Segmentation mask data
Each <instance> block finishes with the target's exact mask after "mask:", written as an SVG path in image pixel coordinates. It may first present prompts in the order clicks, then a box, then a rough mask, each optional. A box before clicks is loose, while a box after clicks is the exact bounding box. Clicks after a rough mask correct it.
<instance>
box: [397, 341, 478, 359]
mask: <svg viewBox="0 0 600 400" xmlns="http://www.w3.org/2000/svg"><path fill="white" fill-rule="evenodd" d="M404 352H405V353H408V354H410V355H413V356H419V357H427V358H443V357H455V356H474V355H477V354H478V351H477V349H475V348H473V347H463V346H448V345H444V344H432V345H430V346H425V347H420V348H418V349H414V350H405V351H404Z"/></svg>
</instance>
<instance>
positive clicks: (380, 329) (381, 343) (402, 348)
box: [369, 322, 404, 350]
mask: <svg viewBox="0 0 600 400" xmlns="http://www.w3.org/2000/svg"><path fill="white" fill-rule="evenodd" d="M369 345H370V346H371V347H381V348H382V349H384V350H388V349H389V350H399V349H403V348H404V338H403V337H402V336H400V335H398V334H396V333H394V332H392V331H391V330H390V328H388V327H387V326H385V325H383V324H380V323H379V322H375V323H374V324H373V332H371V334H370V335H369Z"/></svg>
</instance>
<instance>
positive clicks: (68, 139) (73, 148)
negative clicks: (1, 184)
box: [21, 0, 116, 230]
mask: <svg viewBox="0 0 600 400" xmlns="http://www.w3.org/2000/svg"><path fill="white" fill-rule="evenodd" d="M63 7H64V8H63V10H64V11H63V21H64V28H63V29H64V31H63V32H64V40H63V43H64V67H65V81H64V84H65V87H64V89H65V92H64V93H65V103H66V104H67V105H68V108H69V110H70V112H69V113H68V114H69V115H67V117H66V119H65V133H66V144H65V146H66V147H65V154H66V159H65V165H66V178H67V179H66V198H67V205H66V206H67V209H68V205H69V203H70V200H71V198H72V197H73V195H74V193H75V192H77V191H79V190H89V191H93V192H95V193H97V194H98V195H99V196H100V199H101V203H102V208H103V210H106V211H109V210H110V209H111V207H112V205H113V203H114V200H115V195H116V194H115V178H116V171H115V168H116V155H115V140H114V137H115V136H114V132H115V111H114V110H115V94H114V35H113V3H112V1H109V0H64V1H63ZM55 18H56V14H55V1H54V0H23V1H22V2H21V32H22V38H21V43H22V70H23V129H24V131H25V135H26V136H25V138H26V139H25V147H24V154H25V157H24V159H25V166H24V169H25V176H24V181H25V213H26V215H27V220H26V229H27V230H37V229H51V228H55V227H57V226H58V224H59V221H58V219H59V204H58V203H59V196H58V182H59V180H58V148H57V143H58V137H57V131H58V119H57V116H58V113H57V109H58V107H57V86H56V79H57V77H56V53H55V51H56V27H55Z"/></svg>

**PROMPT**.
Quote the lines of the records word for word, from the very beginning through the line containing "box: [397, 341, 478, 359]", with both ends included.

**COMPLETED TASK**.
Each <instance> block finishes with the target's exact mask after "mask:", written as an SVG path in image pixel coordinates. It may first present prompts in the order clicks, then a box, then a rough mask, each optional. A box before clicks is loose, while a box after clicks is the exact bounding box. Clicks after a rough mask correct it.
<instance>
box: [397, 341, 478, 359]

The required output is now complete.